**Texto fornecido**
━━━━━━━━━━━━━━━━━━━━━━━━━━━━━━
Bem de família. Necessidade de prova de residência.
O bem de família é o único imóvel do devedor, por ele utilizado como sua moradia, e que está - em regra - a salvo de penhora por qualquer tipo de dívida, conforme dispõe o art. 1. da Lei 8.009/90. Isto quer dizer que por mais dívidas que o indivíduo faça, se não houver outro patrimônio para que seja penhorado pela justiça, a sua casa estará a salvo.
Terá o devedor o direito de permanecer com a propriedade e posse de seu único imóvel para que nele continue a morar, desde que prove no processo em que se pretende penhorá-lo que esse imóvel é realmente utilizado como residência, como com correspondências enviadas para o local e até por meio de testemunhas. O credor deverá se valer de outros bens, se encontrá-los, para a tentativa de penhora.
Entidade familiar significa pessoa casada ou também solteira?
Note-se que não é necessário que o devedor seja casado para que seja entendido que pertence a uma "família". A proteção contra a penhora do único imóvel residencial abrange aquele que é de propriedade do indivíduo solteiro, divorciado ou viúvo, conforme o Enunciado 364 da Súmula do Superior Tribunal de Justiça (STJ).
Entidade familiar abrange filho já casado que constituiu outra família?
Questão tormentosa é a do devedor que cede seu imóvel para uso de seu filho, já casado e que constituiu outra família. Seria possível o único imóvel residencial desse devedor ser penhorado, já que ele mesmo ali não mais reside, mas sim o seu filho, que faz parte de outra entidade familiar?
O art. 226 da Constituição Federal, em § 4º, dispõe que "Entende-se, também, como entidade familiar a comunidade formada por qualquer dos pais e seus descendentes." É posta novamente a questão: o filho casado do devedor continua a pertencer à mesma entidade familiar de seu pai ou constituiu outra entidade familiar com sua esposa? Se a resposta for afirmativa para o primeiro caso, o bem de família do devedor continua impenhorável, pois utilizado pela família do devedor. Se negativa, poderá o bem de família ser penhorado por não pertencer à mesma entidade familiar do devedor.
━━━━━━━━━━━━━━━━━━━━━━━━━━━━━━
**Dados de origem**
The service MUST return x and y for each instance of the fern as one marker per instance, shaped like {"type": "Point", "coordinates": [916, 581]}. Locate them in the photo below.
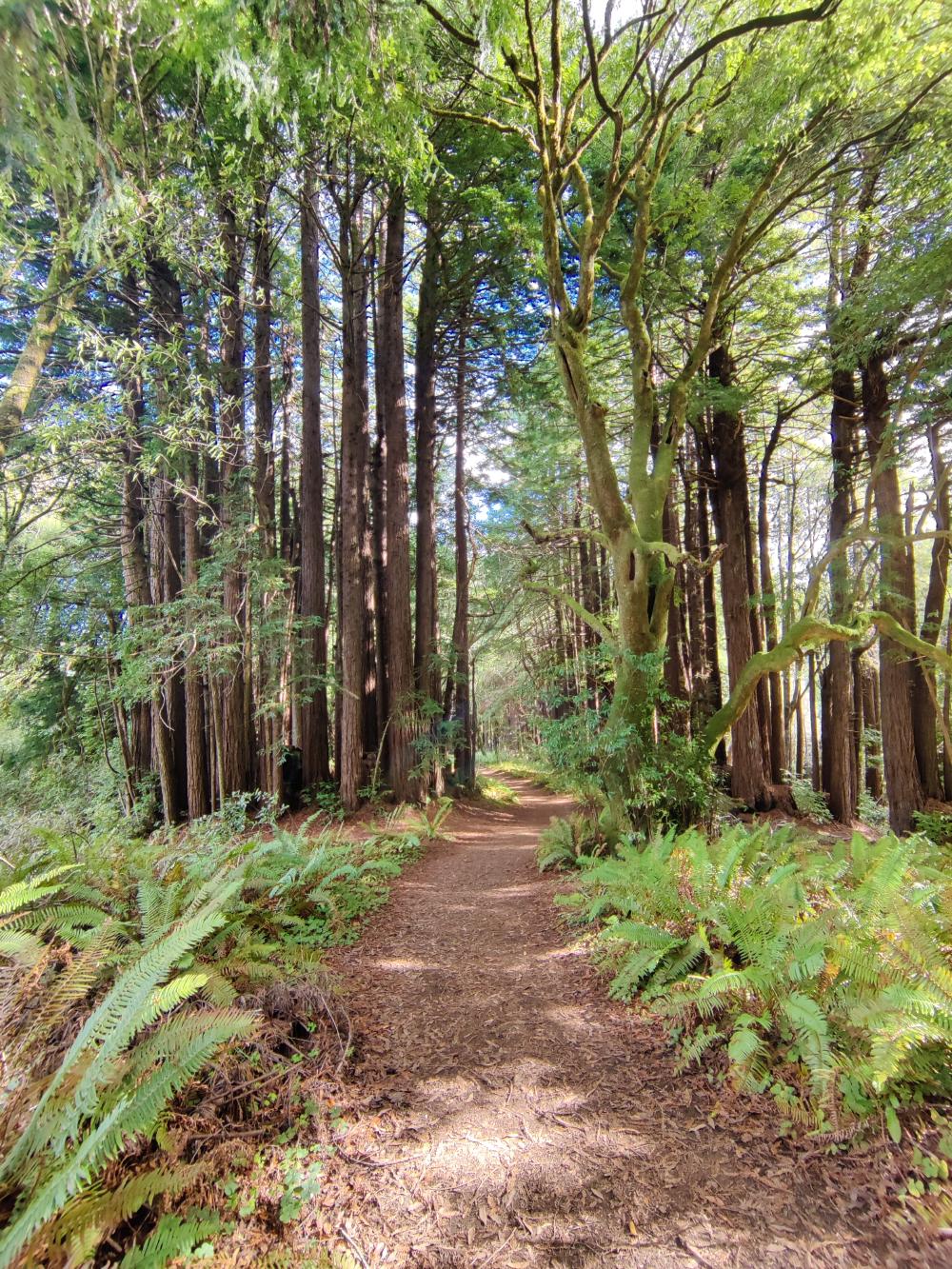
{"type": "Point", "coordinates": [825, 975]}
━━━━━━━━━━━━━━━━━━━━━━━━━━━━━━
**Comando 1**
Devolva, sem mudar nada, tudo o que vai de "Note-se que não" até "outra entidade familiar?" no texto sobre bem de família.
**Comando 2**
Liste todas as leis, súmulas e artigos da Constituição citados no texto sobre bem de família.

**Resposta correta 1**
Note-se que não é necessário que o devedor seja casado para que seja entendido que pertence a uma "família". A proteção contra a penhora do único imóvel residencial abrange aquele que é de propriedade do indivíduo solteiro, divorciado ou viúvo, conforme o Enunciado 364 da Súmula do Superior Tribunal de Justiça (STJ).
Entidade familiar abrange filho já casado que constituiu outra família?
Questão tormentosa é a do devedor que cede seu imóvel para uso de seu filho, já casado e que constituiu outra família. Seria possível o único imóvel residencial desse devedor ser penhorado, já que ele mesmo ali não mais reside, mas sim o seu filho, que faz parte de outra entidade familiar?

**Resposta correta 2**
- Art. 1 da Lei 8.009/90
- Enunciado 364 da Súmula do Superior Tribunal de Justiça (STJ)
- Art. 226, § 4º, da Constituição Federal